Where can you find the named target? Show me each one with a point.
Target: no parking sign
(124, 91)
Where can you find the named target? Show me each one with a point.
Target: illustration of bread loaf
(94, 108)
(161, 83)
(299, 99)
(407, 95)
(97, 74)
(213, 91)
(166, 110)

# # #

Output all of the entries, exactly as they are written.

→ ANSWER FOR THIS EXERCISE:
Where can you find the named target? Show me each one with a point.
Target: no parking sign
(124, 91)
Where can you find the named target? Show me each one with a point.
Target: illustration of bread loaf
(94, 108)
(161, 83)
(299, 99)
(407, 95)
(97, 74)
(213, 91)
(166, 110)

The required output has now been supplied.